(EXERCISE PROMPT) Transcribe all of the material below word for word, reproducing every line unchanged.

Records from a data source
——
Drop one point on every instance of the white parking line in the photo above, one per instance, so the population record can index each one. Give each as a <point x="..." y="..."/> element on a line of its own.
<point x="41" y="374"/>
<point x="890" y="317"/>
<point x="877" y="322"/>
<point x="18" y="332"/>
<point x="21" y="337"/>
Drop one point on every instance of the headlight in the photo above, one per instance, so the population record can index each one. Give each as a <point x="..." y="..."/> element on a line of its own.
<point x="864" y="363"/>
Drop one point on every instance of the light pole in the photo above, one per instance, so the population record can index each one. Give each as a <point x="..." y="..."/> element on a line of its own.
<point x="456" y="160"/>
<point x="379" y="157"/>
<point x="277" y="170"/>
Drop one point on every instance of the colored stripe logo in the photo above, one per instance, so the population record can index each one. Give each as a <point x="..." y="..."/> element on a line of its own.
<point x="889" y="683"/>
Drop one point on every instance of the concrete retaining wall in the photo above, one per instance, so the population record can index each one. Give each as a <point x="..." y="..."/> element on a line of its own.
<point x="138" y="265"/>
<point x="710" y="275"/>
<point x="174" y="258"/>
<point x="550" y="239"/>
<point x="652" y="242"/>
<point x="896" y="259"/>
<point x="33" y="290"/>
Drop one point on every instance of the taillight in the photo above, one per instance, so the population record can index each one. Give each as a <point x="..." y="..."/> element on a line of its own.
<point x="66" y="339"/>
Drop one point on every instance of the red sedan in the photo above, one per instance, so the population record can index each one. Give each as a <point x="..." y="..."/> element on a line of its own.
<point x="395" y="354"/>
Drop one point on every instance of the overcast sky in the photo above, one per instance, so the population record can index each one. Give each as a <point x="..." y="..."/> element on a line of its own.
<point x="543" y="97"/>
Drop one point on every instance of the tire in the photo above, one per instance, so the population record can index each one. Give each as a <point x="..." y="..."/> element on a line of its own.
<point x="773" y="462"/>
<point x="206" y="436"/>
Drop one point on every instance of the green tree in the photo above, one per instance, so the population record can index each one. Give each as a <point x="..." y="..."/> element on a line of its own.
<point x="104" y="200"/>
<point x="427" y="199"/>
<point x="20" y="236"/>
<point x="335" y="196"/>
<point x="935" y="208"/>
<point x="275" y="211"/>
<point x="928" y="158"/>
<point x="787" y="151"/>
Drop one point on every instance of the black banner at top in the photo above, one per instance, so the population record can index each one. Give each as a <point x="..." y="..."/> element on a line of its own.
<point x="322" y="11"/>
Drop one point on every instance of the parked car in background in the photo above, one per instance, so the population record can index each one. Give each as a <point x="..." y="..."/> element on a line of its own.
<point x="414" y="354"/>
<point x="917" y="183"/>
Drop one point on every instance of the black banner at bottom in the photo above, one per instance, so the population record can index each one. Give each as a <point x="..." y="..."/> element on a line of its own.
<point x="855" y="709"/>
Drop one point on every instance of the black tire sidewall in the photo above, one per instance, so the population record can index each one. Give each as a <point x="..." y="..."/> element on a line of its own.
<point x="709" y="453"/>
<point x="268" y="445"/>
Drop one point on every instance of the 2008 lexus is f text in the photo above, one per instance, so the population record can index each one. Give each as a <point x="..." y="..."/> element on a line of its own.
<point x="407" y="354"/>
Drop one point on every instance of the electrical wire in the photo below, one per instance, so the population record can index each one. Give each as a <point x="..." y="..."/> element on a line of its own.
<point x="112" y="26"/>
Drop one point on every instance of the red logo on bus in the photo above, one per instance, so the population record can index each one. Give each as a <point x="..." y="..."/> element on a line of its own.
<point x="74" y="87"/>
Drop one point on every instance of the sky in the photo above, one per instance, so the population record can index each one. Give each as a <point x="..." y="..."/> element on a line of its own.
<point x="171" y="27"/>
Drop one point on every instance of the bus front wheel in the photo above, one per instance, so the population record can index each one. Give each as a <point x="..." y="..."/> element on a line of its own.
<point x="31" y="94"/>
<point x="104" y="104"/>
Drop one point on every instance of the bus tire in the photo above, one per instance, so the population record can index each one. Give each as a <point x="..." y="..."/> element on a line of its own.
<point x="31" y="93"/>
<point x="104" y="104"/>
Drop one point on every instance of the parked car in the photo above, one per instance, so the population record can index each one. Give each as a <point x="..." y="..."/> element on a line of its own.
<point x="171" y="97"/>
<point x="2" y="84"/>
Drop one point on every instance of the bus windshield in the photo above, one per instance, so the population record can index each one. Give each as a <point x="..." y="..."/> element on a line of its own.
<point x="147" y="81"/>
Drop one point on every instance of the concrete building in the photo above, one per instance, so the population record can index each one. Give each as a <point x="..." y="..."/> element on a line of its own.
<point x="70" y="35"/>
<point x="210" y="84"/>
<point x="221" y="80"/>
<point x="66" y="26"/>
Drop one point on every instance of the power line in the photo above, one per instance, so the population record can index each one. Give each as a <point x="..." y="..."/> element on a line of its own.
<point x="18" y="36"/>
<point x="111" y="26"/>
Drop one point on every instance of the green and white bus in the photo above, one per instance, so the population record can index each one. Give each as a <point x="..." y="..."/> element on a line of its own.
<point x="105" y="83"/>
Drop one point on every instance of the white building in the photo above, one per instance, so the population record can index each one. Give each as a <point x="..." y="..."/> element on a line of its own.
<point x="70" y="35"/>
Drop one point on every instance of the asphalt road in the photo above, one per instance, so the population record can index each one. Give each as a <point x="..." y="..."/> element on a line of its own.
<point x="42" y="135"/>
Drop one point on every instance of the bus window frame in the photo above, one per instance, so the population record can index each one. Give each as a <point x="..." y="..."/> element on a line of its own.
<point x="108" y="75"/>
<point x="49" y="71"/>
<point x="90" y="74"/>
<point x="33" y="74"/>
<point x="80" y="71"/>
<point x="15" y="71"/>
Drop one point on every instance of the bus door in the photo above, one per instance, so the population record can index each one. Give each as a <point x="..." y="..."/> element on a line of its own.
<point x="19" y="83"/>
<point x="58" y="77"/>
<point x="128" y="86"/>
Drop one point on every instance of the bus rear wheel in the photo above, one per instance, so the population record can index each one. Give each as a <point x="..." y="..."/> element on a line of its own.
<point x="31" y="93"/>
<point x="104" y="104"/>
——
(EXPECTED OUTPUT)
Drop one point on every instance of the white parking line in the photo above, one per instance, so the population record can index each one. Give each as a <point x="..." y="..."/> element on a line of its own.
<point x="41" y="374"/>
<point x="890" y="317"/>
<point x="877" y="322"/>
<point x="18" y="332"/>
<point x="21" y="337"/>
Drop one point on every instance of the headlight in the photo above, one per instance, so the population record can index each one. Give each as a <point x="..." y="..."/> element on a line of its own.
<point x="864" y="363"/>
Drop one point on every instance of the light pole in the photo above, one per instance, so the population record can index each one. Give each as a <point x="..." y="..."/> element on a line of its own.
<point x="456" y="160"/>
<point x="379" y="157"/>
<point x="277" y="170"/>
Drop one point on every instance of the colored stripe logo in the photo above, one per instance, so the population record can index each one. Give each as a <point x="..." y="..."/> element on a line of its own.
<point x="889" y="683"/>
Drop one point on every instance of the concrete retaining wall in the photo above, one per instance, so the population record can index each one. Give each as a <point x="..." y="..."/> element on a line of its own.
<point x="138" y="265"/>
<point x="710" y="275"/>
<point x="174" y="258"/>
<point x="550" y="239"/>
<point x="652" y="242"/>
<point x="896" y="259"/>
<point x="33" y="290"/>
Drop one point on every instance of the taillight in the photo above, one per instance, so the population record can index each one. Give each as a <point x="..." y="..."/> element on a line of its own.
<point x="66" y="339"/>
Drop one point on every instance of the red sedan in the photo above, one per instance, so the population record can index each one. Give each as a <point x="..." y="..."/> element on a line of its own.
<point x="395" y="354"/>
Drop one point on every instance of the overcast sky in the photo above, one per instance, so the population record can index each one. Give each as a <point x="..." y="..."/> element on a line of its own.
<point x="543" y="97"/>
Drop one point on every instance of the tire in the photo above, one per instance, so the population record can index each one. Give each as a <point x="..." y="..."/> element on a line of its own.
<point x="773" y="462"/>
<point x="206" y="436"/>
Drop one point on every instance of the green tree in the photo above, one per instance, so the population record can index each one. Give each as a <point x="..." y="..."/> element on a line of its own.
<point x="104" y="200"/>
<point x="427" y="199"/>
<point x="20" y="236"/>
<point x="335" y="196"/>
<point x="935" y="208"/>
<point x="275" y="211"/>
<point x="928" y="158"/>
<point x="787" y="151"/>
Drop one point on every instance of the black banner at top in the photo above, one per instance, so the population record can index each one. Give each as a <point x="..." y="..."/> element on a line of its own.
<point x="322" y="11"/>
Drop one point on every instance of the parked car in background in the photo above, one per instance, so the population record can index each one. Give each as a <point x="..." y="..."/> element on a line of its own.
<point x="414" y="354"/>
<point x="917" y="183"/>
Drop one point on every instance of the black banner at bottom in the photo above, one per instance, so the population record can index each one. Give each as a <point x="..." y="..."/> element on a line of its own.
<point x="855" y="709"/>
Drop one point on every instance of the black tire sidewall in the photo above, one per instance, so the population record can index each one. Give each as a <point x="..." y="..."/> element on a line of its own.
<point x="709" y="453"/>
<point x="268" y="445"/>
Drop one point on every instance of the 2008 lexus is f text in the photo above, one per instance, so the population record can index each one. Give each as a <point x="..." y="..."/> element on a line of its own.
<point x="407" y="354"/>
Drop one point on every instance of the electrical wire in the photo below, one per instance, so the population record can index each one. Give each as a <point x="..." y="..."/> element on a line of its own.
<point x="112" y="26"/>
Drop one point on every instance of the red logo on bus in the photo above, one per instance, so the population record can index each one. Give each as a <point x="..." y="..."/> element on a line of its own.
<point x="74" y="87"/>
Drop one point on every instance of the sky in the photo above, one per instance, so the population record can index each one. Give each as a <point x="..." y="..."/> element on a line of its own.
<point x="171" y="27"/>
Drop one point on every instance of the bus front wheel in the photo above, one per instance, so the population record can index each one. Give each as a <point x="..." y="..."/> element on a line of its own.
<point x="31" y="94"/>
<point x="104" y="104"/>
Drop one point on every instance of the bus tire in the photo above, one per instance, so the population record can index each one. Give each as a <point x="..." y="..."/> element on a line of its own.
<point x="31" y="93"/>
<point x="104" y="104"/>
Drop one point on every instance of the parked car in the photo above, one per instance, so the population record can index each one. Give each as a <point x="..." y="..."/> element on a line of its own.
<point x="171" y="97"/>
<point x="2" y="84"/>
Drop one point on every instance of the bus windshield in the photo above, one per instance, so the population record can index each one. Give each as a <point x="..." y="..."/> element on a line of its own.
<point x="147" y="81"/>
Drop one point on every instance of the concrete building in the photo above, one per instance, so the population record can index each one. Give each as a <point x="..." y="..."/> element on a line of its own.
<point x="70" y="35"/>
<point x="210" y="84"/>
<point x="221" y="80"/>
<point x="66" y="26"/>
Drop one point on every instance of the power line in the photo above, one per instance, so the population record can index each one. Give each as a <point x="..." y="..."/> element on a line of its own.
<point x="18" y="36"/>
<point x="111" y="26"/>
Drop one point on every instance of the green and white bus in the photo above, one per instance, so the population record can index each one. Give each as a <point x="..." y="..."/> element on a line of its own.
<point x="105" y="83"/>
Drop one point on every instance of the white building in the photo above, one per instance, so the population record can index each one. Give each as a <point x="..." y="..."/> element on a line of its own.
<point x="70" y="35"/>
Drop one point on every instance of the asphalt road in the photo above, one per instance, so the population record can index each one. Give each as a <point x="..." y="..."/> element on a line of its own.
<point x="42" y="135"/>
Drop one point on every instance of the bus window frame in the photo above, one per instance, so the population record can index each one. Give each as a <point x="..." y="..."/> element on a line of its own.
<point x="108" y="75"/>
<point x="49" y="71"/>
<point x="90" y="74"/>
<point x="33" y="74"/>
<point x="80" y="71"/>
<point x="15" y="71"/>
Drop one point on every instance of the bus door in the photo above, one per instance, so the population record can index each one. Give each as a <point x="..." y="..."/> element on a line of its own.
<point x="19" y="83"/>
<point x="58" y="77"/>
<point x="128" y="86"/>
Drop one point on every instance of the bus rear wheel in the photo above, one per instance, so the population record can index each one. Give each as a <point x="..." y="..."/> element on a line of its own.
<point x="31" y="93"/>
<point x="104" y="104"/>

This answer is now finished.